TASK BRIEF → How many lines in the records below contain "instance"? Reply with the number only.

[Extracted data entries]
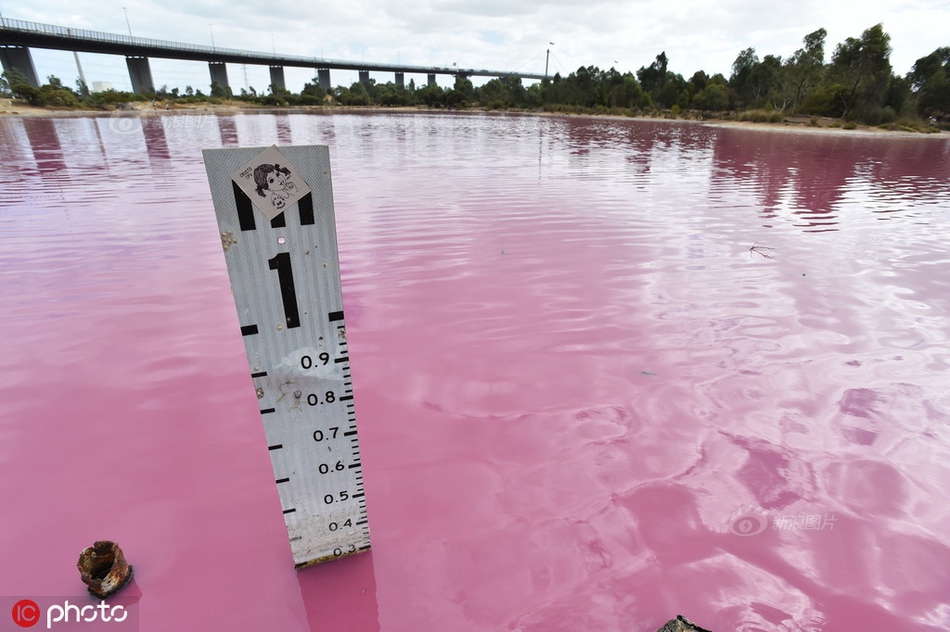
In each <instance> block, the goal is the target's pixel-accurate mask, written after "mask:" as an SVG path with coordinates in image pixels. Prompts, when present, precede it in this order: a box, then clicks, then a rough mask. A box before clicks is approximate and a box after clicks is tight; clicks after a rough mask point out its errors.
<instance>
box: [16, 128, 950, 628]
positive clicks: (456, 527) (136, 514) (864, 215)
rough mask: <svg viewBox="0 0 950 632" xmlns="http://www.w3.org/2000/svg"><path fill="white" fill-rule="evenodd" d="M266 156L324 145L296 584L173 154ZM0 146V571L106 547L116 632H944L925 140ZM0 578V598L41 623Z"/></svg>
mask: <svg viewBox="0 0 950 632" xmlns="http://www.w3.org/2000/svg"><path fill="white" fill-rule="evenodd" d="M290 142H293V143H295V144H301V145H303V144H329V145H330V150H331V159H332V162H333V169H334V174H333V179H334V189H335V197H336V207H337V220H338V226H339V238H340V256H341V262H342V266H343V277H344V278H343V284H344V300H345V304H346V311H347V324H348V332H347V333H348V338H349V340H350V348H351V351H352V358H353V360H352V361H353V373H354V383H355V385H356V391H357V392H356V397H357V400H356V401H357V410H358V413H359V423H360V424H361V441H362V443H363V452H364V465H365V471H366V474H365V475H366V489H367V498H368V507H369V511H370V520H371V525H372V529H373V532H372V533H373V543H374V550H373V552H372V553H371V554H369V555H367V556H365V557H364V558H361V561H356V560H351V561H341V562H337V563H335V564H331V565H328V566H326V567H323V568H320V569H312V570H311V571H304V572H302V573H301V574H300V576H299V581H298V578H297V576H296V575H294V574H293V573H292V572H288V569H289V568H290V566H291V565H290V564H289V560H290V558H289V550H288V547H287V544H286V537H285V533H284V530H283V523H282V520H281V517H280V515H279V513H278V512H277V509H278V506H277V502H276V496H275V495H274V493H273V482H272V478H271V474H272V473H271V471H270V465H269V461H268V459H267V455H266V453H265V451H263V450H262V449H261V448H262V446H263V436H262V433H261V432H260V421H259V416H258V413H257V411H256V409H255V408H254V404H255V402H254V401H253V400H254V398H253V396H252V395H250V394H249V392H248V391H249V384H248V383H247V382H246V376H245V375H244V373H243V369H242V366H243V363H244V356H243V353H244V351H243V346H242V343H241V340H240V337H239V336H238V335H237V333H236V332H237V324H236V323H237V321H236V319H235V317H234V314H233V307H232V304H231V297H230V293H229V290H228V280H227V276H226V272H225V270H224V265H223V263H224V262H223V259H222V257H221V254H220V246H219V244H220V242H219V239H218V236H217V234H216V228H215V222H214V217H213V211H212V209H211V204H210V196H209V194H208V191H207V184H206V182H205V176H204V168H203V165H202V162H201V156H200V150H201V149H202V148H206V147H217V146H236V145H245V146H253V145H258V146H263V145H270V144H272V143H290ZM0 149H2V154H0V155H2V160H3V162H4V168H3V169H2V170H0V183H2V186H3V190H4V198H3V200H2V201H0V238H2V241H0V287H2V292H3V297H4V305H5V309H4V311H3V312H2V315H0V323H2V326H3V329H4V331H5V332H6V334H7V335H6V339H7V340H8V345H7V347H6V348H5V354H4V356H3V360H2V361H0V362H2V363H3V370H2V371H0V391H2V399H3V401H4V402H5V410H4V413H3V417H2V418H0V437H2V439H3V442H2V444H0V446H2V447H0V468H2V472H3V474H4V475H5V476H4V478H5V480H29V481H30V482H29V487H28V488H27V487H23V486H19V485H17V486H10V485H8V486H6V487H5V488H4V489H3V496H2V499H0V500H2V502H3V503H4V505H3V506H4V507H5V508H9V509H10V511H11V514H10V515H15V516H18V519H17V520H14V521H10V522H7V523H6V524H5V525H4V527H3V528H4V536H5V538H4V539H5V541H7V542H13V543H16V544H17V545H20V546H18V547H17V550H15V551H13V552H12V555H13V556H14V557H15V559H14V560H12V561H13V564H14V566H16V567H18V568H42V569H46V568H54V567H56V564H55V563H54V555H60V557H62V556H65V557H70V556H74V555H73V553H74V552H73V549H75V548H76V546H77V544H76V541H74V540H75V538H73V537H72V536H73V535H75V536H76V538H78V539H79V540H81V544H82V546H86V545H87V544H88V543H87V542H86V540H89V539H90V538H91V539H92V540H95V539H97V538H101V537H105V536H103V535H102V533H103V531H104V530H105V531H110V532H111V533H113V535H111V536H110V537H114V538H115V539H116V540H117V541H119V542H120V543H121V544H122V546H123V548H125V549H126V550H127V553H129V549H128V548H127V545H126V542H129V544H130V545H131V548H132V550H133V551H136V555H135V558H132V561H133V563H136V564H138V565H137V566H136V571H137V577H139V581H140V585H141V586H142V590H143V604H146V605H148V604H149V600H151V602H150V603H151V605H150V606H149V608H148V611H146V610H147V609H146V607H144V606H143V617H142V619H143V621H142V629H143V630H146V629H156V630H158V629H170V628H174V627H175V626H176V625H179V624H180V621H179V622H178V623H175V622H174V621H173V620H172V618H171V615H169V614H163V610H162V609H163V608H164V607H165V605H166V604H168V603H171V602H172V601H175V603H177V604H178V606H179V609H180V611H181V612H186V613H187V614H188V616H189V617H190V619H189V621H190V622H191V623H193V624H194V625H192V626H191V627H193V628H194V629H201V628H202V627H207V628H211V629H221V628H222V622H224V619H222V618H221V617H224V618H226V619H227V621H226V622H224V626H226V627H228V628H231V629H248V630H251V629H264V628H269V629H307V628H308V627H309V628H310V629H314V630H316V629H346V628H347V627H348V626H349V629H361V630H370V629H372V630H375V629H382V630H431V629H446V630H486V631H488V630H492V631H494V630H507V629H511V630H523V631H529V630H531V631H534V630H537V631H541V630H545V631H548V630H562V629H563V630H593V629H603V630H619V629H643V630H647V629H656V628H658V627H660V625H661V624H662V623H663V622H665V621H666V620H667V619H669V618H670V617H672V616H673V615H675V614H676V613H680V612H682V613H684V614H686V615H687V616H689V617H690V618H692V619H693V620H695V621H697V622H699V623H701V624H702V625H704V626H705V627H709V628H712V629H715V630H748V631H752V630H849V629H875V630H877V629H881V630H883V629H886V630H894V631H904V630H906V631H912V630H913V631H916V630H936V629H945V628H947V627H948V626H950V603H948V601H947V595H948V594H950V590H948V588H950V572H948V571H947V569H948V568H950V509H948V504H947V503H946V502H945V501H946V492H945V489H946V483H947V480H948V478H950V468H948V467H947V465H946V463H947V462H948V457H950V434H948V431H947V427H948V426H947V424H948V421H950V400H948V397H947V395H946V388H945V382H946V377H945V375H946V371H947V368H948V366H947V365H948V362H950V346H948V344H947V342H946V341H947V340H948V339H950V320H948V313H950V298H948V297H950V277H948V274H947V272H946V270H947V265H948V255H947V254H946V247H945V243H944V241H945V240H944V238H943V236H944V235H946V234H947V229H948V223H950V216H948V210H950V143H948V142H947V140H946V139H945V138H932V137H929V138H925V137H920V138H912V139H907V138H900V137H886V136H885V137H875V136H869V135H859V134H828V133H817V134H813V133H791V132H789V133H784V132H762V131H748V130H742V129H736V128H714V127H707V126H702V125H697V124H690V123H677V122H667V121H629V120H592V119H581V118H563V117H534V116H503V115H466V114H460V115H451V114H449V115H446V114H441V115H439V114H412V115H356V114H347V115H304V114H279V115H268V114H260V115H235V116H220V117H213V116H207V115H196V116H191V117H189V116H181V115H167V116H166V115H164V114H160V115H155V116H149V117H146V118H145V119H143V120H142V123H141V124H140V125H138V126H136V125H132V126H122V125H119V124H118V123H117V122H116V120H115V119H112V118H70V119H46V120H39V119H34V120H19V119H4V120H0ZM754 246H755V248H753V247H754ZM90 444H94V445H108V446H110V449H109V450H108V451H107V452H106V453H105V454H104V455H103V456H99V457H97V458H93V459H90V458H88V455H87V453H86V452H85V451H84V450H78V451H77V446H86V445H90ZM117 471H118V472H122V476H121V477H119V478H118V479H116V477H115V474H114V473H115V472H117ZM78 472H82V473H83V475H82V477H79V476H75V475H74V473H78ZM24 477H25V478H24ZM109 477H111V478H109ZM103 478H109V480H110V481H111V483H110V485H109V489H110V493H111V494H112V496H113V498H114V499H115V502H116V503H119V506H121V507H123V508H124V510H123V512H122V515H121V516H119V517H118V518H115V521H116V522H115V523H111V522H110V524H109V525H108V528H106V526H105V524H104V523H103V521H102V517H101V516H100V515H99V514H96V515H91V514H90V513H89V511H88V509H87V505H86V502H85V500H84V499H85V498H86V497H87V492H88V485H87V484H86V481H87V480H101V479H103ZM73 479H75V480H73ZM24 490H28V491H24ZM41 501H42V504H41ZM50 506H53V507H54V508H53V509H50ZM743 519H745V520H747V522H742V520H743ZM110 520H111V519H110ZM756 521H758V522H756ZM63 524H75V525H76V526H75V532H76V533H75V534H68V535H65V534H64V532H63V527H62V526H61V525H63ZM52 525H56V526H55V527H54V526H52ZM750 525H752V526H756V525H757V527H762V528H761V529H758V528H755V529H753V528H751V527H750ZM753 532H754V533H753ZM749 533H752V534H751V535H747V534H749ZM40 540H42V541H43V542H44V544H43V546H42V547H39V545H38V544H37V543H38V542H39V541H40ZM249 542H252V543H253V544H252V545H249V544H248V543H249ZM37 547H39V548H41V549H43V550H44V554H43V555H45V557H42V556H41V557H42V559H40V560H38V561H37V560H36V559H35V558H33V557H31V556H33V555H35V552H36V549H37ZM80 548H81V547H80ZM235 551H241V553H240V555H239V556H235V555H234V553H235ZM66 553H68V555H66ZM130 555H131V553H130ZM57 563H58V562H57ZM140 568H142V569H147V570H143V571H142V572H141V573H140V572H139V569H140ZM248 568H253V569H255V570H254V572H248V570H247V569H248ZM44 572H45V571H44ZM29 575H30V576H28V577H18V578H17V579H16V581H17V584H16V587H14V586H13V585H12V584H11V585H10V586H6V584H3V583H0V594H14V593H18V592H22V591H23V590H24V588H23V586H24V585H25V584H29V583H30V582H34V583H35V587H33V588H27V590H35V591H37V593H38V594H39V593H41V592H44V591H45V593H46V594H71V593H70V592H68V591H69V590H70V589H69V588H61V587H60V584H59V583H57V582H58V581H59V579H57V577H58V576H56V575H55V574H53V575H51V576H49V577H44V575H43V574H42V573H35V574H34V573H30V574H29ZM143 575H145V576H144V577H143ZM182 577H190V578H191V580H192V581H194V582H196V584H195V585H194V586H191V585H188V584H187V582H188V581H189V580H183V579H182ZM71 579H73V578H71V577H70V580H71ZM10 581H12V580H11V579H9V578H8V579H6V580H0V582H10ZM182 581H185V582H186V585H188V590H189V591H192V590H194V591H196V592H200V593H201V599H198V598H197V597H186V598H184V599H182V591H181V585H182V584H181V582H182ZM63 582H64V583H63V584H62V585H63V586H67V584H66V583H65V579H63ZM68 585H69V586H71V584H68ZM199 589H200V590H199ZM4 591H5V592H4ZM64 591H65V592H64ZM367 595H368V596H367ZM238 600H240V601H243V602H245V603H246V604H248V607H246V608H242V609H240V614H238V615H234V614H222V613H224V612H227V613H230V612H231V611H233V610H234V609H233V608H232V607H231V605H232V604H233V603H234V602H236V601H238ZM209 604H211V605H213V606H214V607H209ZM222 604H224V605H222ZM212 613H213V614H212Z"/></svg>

EXERCISE RESULT → 2